# SET EXERCISE:
Write out every one of the entries below word for word, keeping each line unchanged.

Records in a dataset:
□ □ □
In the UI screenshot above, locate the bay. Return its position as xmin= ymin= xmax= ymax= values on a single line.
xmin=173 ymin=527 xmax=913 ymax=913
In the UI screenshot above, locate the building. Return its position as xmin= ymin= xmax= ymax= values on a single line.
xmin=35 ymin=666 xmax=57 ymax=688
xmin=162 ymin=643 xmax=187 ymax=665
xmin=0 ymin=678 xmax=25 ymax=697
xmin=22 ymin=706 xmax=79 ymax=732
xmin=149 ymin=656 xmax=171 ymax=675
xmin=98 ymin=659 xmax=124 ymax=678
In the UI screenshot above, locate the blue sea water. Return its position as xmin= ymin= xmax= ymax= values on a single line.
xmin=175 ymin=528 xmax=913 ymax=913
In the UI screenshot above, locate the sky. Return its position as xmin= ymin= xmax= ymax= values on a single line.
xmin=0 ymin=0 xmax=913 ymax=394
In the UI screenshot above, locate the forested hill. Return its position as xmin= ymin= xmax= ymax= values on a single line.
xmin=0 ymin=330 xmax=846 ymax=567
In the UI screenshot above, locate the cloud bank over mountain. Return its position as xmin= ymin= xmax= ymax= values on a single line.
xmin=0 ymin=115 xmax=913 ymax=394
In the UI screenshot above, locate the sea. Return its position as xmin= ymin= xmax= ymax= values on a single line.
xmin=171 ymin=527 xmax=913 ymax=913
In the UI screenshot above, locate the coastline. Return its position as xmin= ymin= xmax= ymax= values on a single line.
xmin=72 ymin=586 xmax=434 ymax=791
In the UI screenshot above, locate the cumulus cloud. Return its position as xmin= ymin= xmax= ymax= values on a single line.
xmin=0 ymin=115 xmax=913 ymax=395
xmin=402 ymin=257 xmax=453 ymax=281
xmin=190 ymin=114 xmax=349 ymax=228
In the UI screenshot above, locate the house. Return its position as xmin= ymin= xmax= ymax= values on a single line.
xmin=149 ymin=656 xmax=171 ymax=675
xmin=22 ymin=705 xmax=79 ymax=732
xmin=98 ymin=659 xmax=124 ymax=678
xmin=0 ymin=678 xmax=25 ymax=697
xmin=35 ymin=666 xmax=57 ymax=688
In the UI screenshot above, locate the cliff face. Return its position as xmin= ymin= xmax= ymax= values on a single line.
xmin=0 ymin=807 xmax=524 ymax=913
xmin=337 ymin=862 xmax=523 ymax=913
□ □ □
# ANSWER FOR THE TASK:
In the UI screenshot above, locate the bay. Return its position as xmin= ymin= xmax= ymax= values on a single line.
xmin=173 ymin=527 xmax=913 ymax=913
In the UI screenshot above, locate the building. Return its position as xmin= ymin= xmax= ymax= values on a single line.
xmin=35 ymin=666 xmax=57 ymax=688
xmin=162 ymin=643 xmax=187 ymax=665
xmin=0 ymin=678 xmax=25 ymax=697
xmin=22 ymin=706 xmax=79 ymax=732
xmin=149 ymin=656 xmax=171 ymax=675
xmin=98 ymin=659 xmax=124 ymax=678
In the UI screenshot above, locate the blue sea water. Return its position as xmin= ymin= xmax= ymax= values on a single line.
xmin=175 ymin=528 xmax=913 ymax=913
In the UI screenshot above, locate the sky. Return its position as xmin= ymin= xmax= ymax= values on a single line.
xmin=0 ymin=0 xmax=913 ymax=394
In the UI screenshot above, locate the forested hill. Return its position as xmin= ymin= xmax= ymax= values on a single line.
xmin=0 ymin=330 xmax=846 ymax=567
In the UI screenshot above, locate the cloud bank over mountain. Return its position as xmin= ymin= xmax= ymax= values on a single line.
xmin=0 ymin=115 xmax=913 ymax=394
In the UI screenshot above, locate the sea. Return its position as xmin= ymin= xmax= ymax= values on a single line.
xmin=171 ymin=527 xmax=913 ymax=913
In the UI screenshot above, locate the coastline. Return its position as xmin= ymin= xmax= ymax= values on a single line.
xmin=72 ymin=586 xmax=434 ymax=791
In the UI screenshot above, locate the cumulus cloud. Return its position as xmin= ymin= xmax= ymax= values on a single line.
xmin=0 ymin=115 xmax=913 ymax=395
xmin=402 ymin=257 xmax=453 ymax=281
xmin=190 ymin=114 xmax=349 ymax=228
In the UI screenshot above, locate the house. Return its position as xmin= ymin= xmax= ymax= values on a single line.
xmin=149 ymin=656 xmax=171 ymax=675
xmin=22 ymin=705 xmax=79 ymax=732
xmin=98 ymin=659 xmax=124 ymax=678
xmin=0 ymin=678 xmax=25 ymax=697
xmin=35 ymin=666 xmax=57 ymax=688
In the UI screenshot above, locate the cliff face. Return its position as xmin= ymin= xmax= ymax= values on a single line.
xmin=0 ymin=807 xmax=524 ymax=913
xmin=337 ymin=862 xmax=523 ymax=913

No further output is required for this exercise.